- Stated exercise: Duplicate all of the rows below verbatim, leaving every character unchanged.

- Input:
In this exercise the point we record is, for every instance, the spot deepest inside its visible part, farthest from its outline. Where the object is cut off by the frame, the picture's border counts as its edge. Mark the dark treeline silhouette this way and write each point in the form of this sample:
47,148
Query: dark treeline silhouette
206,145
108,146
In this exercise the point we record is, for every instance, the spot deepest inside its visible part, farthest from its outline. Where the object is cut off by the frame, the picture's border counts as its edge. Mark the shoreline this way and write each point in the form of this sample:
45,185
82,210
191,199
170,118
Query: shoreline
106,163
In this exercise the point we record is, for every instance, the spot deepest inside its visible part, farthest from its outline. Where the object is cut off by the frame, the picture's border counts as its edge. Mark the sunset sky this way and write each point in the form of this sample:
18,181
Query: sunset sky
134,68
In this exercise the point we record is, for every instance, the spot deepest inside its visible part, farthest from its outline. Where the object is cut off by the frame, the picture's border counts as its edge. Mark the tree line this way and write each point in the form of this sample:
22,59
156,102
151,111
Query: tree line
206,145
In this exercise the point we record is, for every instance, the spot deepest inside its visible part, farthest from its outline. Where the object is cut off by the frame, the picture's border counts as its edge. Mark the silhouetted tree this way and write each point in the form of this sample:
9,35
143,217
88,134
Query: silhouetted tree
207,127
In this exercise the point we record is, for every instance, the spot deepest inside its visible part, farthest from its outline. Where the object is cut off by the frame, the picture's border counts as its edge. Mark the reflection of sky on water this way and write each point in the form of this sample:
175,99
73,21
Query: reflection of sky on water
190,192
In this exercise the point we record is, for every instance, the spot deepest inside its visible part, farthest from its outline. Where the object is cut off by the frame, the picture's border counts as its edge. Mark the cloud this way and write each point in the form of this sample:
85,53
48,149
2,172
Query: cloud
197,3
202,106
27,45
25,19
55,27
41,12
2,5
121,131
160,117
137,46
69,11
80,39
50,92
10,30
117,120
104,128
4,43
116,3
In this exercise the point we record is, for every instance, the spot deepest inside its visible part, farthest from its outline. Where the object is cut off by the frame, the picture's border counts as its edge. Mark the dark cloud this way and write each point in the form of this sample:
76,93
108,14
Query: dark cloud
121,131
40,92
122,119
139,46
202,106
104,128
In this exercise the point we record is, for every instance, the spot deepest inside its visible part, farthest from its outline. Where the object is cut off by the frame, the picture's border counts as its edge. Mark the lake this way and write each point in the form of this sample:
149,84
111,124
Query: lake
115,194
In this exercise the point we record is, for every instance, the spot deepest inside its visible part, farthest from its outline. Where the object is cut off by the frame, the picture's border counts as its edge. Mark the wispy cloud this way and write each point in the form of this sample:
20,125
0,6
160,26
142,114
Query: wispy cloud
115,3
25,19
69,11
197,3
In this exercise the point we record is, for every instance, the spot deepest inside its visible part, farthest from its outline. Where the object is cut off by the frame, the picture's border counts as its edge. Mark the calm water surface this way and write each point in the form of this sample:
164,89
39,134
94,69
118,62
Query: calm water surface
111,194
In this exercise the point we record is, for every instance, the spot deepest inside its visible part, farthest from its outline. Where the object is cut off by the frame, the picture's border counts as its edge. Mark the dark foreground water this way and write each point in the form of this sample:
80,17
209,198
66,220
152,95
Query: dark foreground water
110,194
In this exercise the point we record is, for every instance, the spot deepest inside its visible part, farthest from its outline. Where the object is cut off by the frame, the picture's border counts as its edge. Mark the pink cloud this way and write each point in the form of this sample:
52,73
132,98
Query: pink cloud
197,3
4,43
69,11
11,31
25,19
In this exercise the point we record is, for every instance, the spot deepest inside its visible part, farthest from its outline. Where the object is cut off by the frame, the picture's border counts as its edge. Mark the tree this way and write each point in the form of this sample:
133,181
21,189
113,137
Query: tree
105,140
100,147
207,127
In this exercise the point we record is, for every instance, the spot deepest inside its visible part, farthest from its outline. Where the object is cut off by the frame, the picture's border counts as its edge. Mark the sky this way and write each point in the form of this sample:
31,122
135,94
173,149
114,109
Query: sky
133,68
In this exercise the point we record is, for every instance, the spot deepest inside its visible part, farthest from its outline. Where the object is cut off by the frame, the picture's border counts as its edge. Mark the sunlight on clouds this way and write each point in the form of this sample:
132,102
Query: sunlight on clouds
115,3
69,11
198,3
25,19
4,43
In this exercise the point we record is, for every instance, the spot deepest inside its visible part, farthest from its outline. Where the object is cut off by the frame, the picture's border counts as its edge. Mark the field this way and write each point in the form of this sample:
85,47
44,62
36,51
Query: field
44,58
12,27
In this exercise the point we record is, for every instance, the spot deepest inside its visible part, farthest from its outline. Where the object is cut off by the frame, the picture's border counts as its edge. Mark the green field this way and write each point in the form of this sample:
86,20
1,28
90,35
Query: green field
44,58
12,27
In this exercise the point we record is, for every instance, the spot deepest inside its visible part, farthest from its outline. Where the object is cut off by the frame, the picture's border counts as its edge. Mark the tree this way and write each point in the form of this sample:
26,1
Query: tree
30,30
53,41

- Task result:
In this exercise the point we record is, for every instance, the spot deepest inside its visible part, farthest from its outline. Where the object is cut off by the frame, the picture's border counts as its edge. Mark the dark treeline silhouette this way and write each point in the form of this sample:
47,148
Query: dark treeline silhouette
206,145
108,146
In this exercise the point we record is, for every instance, the spot deepest inside its visible part, farthest from its outline. Where the object is cut off by the frame, the picture's border counts as its edge. Mark the shoreline this way and write each point in the form of this sample:
45,185
82,210
191,199
170,118
Query: shoreline
106,163
In this exercise the point we record is, for every instance, the spot deepest inside its visible part, farthest from its outline. Where the object is cut off by the frame, the picture's border counts as its edge. Mark the sunset sky this way and write each point in the form of this sample:
18,181
Query: sunset sky
134,68
In this exercise the point we record is, for every instance, the spot deepest inside its visible part, farthest from its outline. Where the object is cut off by the frame, the picture's border counts as its edge. Mark the tree line this way and write each point in the form of this sample:
22,59
156,102
151,111
Query: tree line
206,145
In this exercise the point we record is, for every instance, the spot deepest inside its visible part, farthest from its outline. Where the object is cut off by the frame, the picture's border counts as its edge. Mark the silhouetted tree this way and write each point in the form of this sample:
9,35
143,217
88,134
Query: silhouetted tree
207,127
In this exercise the point we record is, for every instance, the spot deepest inside its visible part, farthest from its outline. Where the object is cut off by the frame, the picture's border counts as its edge. Mark the reflection of sky on water this way and write each point in the form of this sample:
175,99
73,21
Query: reflection of sky on water
190,192
In this exercise the point we record is, for every instance, the spot deepest inside its visible part, farthest from its outline. Where the object is cut off by the frame, the picture's border counts as its edge. Mark the cloud this way and write each point in the form of this sample:
85,53
48,149
2,172
Query: cloud
197,3
202,106
27,45
25,19
55,27
41,12
2,5
121,131
160,117
137,46
69,11
80,39
50,92
10,30
117,120
104,128
4,43
116,3
In this exercise the point we record is, for every instance, the spot deepest inside its visible part, farthest from its outline. Where the object is cut off by the frame, the picture's border counts as its edge. Mark the dark cloud this way and write each point in the form of this sample:
76,93
108,14
Query: dark cloud
121,131
40,92
122,119
139,46
202,106
104,128
In this exercise the point we record is, for every instance, the spot deepest inside its visible part, farthest from its outline. Where the object is cut off by the frame, the picture's border counts as its edge. Mark the lake this way and write each point in the form of this sample:
149,84
111,124
Query: lake
115,194
In this exercise the point we record is, for every instance, the spot deepest inside its visible part, farthest from its outline. Where the object is cut off by the frame, the picture's border counts as its edge. Mark the wispy cloud this way and write each point in the form of this sample:
20,125
0,6
160,26
142,114
Query: wispy cloud
115,3
25,19
69,11
197,3
In this exercise the point we record is, for every instance, the spot deepest inside its visible part, farthest from its outline. Where the object is cut off by the frame, the picture's border counts as its edge. Mark the calm water surface this way and write each point in the form of this sample:
164,89
39,134
94,69
118,62
Query: calm water surface
111,194
In this exercise the point we record is, for every instance, the spot deepest inside its visible part, farthest from its outline. Where the object is cut off by the frame, the picture's border counts as its edge. Mark the dark foreground water this way and write each point in the form of this sample:
80,17
209,198
66,220
152,95
Query: dark foreground water
110,194
In this exercise the point we record is, for every instance, the spot deepest inside its visible part, farthest from its outline. Where the object is cut off by the frame, the picture's border counts as its edge. Mark the pink cloud this way and write each point in the form of this sample:
52,73
132,98
Query: pink cloud
197,3
4,43
69,11
11,31
25,19
In this exercise the point we record is, for every instance, the spot deepest inside its visible part, farthest from its outline. Where the object is cut off by the frame, the picture's border counts as its edge. Mark the tree this way and write each point in the form of this sample:
133,181
21,189
113,137
Query: tree
105,140
100,147
207,127
In this exercise the point we record is, for every instance, the spot deepest inside its visible part, farthest from its outline. Where the object is cut off by the frame, the picture's border counts as its edge. Mark the sky this way and write each point in the form of this sample:
31,122
135,94
173,149
114,109
Query: sky
133,68
In this exercise the point we record is, for every instance, the spot deepest inside its visible part, farthest from its outline. Where the object is cut off by the frame, the picture's border counts as its edge. Mark the sunlight on clouds this way and write each point in the form of this sample:
132,102
Query: sunlight on clouds
115,3
69,11
198,3
25,19
4,43
In this exercise the point we record is, for every instance, the spot deepest inside its visible part, farthest from its outline. Where the object is cut off by the frame, the picture's border counts as its edge. Mark the field this way and write each point in the form of this sample:
85,47
44,62
36,51
Query: field
44,58
12,27
In this exercise the point we record is, for every instance, the spot deepest inside its visible part, farthest from its outline. Where the object is cut off by the frame, the picture's border counts as its edge. Mark the green field this way and write each point in the form of this sample:
86,20
1,28
90,35
Query: green field
44,58
12,27
In this exercise the point we record is, for every instance, the spot deepest inside its visible part, farthest from its outline. Where the object is cut off by the frame, the picture's border counts as its edge. Mark the tree this way and write each point in the form of this sample:
26,1
Query: tree
30,30
53,41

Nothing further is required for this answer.